▶ **Exercise goal**
In the seed oils article, rewrite the part starting with "1. Lipids: Seed" and going on through "more saturated fats.", changing "lipid profiles" to "cholesterol levels".

▶ **Quoted passage**
==============================

Are Seed Oils Actually Unhealthy? What the Evidence Really Says
- Surf Ready Fitness

- Dec 2
- 3 min read

Every few years, nutrition needs a new villain.
First it was fat. Then carbs. Then fat again. And now the latest dietary bad guy getting dragged through the mud is… seed oils cue dramatic music.
“Seed oils” typically refer to vegetable oils such as sunflower, soybean, canola, corn, and grapeseed oil—all of which are rich in polyunsaturated fatty acids (PUFAs). If you’ve spent more than 10 minutes on social media, you’ve likely heard that these oils are “toxic,” cause inflammation, wreck your mitochondria, and are responsible for practically every chronic disease on earth.
But what actually happens when we look at real data instead of memes?
Spoiler: this isn’t the nutritional apocalypse some are claiming.
What the Research Reviewed
A 2023 umbrella review published in Advances in Nutrition examined 48 systematic reviews and meta-analyses evaluating the effects of vegetable oils on health outcomes including:
Blood lipids
Blood pressure
Blood sugar
Body weight
Cardiovascular disease
Cancer
Inflammation
Citation:
Tørris C, Småstuen MC. Health Effects of Vegetable Oils: An Umbrella Review. Advances in Nutrition. 2023; nmac085. https://doi.org/10.1016/j.advnut.2023.100222
This is one of the most comprehensive analyses to date, meaning it didn’t just look at a single study—it looked at the studies of the studies.
What They Found (It’s Not What TikTok Says)
1. Lipids: Seed Oils Tend to Improve Cholesterol, Not Worsen It
Oils high in mono- and polyunsaturated fats generally improved or at least maintained healthy lipid profiles when compared to more saturated fats.
Highlights:
Canola oil → lowered total cholesterol and LDL; neutral effect on triglycerides/VLDL
Rice bran oil → lowered total cholesterol and LDL
Olive oil → lowered total cholesterol, sometimes LDL, and often raised HDL
Coconut & palm oils → consistently raised LDL and total cholesterol, though they also raised HDL
So the idea that seed oils “wreck your cholesterol” doesn’t line up with what the evidence shows.
2. Blood Pressure & Blood Sugar: Small but Positive Effects
A few oils showed beneficial effects on cardiometabolic markers:
Flaxseed oil → small but meaningful reductions in blood pressure (likely due to ALA)
Sesame oil → modest reductions in BP and improvements in fasting glucose & HbA1c
Olive oil (and occasionally coconut oil) → slight improvements in blood sugar markers
Again, not exactly the toxic sludge narrative.
3. Inflammation, Heart Disease & Cancer: No Evidence of Increased Risk
Across the reviews analyzed:
No increase in inflammatory markers
No convincing link to higher cardiovascular event risk
No evidence of increased cancer risk
These are the very claims often repeated online—yet the data simply doesn’t support them.
4. Body Weight & Composition: No Meaningful Impact
A few studies found tiny changes in body weight or body composition, but nothing large enough to matter clinically.

==============================

▶ **Data section**
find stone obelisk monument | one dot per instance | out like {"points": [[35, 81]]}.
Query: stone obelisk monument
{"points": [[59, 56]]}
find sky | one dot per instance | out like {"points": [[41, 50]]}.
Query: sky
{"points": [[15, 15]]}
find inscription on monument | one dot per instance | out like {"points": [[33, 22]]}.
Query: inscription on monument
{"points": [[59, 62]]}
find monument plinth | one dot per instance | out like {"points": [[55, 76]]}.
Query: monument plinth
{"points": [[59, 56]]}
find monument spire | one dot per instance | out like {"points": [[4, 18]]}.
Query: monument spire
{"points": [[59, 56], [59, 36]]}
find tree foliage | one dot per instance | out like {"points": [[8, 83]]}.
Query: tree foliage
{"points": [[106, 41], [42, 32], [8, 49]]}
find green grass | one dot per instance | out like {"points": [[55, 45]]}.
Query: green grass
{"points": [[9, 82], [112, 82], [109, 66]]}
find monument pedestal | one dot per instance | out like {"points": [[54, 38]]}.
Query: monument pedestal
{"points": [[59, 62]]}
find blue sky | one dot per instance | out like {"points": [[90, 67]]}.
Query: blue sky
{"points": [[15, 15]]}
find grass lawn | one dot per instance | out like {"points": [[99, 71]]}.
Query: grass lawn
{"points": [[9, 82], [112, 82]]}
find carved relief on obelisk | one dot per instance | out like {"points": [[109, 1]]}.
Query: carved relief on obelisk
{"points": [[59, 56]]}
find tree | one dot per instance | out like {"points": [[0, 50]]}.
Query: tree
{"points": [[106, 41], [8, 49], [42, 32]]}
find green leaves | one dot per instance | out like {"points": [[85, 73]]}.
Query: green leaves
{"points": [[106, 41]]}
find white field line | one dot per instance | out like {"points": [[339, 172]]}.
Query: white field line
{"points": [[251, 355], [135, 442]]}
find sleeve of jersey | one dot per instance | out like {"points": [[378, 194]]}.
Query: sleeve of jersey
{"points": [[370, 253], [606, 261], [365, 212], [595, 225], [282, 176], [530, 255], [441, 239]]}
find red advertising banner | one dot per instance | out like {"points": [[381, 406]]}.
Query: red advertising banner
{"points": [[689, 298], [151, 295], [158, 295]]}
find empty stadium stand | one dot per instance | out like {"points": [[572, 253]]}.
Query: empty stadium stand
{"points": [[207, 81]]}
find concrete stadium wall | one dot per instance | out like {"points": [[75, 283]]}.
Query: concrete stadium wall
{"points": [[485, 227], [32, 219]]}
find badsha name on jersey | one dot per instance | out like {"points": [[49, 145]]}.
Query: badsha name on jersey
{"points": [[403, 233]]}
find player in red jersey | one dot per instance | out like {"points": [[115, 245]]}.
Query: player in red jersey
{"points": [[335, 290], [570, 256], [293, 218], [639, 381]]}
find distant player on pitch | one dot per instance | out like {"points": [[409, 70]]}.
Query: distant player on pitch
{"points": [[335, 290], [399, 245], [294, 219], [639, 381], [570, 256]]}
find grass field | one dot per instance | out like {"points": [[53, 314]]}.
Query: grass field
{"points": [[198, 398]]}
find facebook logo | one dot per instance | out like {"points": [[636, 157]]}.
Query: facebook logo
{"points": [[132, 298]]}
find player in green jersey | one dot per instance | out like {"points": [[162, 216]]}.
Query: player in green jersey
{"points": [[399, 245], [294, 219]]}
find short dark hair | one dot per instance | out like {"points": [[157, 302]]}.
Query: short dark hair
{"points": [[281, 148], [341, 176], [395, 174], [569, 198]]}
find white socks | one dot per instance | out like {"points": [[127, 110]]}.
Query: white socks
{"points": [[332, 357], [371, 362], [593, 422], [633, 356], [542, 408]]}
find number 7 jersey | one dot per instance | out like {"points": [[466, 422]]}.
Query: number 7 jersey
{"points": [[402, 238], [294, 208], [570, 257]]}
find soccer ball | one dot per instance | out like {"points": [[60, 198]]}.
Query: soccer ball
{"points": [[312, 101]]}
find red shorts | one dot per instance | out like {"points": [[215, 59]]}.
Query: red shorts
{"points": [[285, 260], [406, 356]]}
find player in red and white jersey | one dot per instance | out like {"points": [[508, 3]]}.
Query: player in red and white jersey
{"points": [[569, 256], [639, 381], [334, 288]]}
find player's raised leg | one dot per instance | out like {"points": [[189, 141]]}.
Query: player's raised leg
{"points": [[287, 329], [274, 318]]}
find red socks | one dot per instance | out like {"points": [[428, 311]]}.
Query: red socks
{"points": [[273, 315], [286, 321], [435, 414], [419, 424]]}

==============================

▶ **Task result**
1. Lipids: Seed Oils Tend to Improve Cholesterol, Not Worsen It
Oils high in mono- and polyunsaturated fats generally improved or at least maintained healthy cholesterol levels when compared to more saturated fats.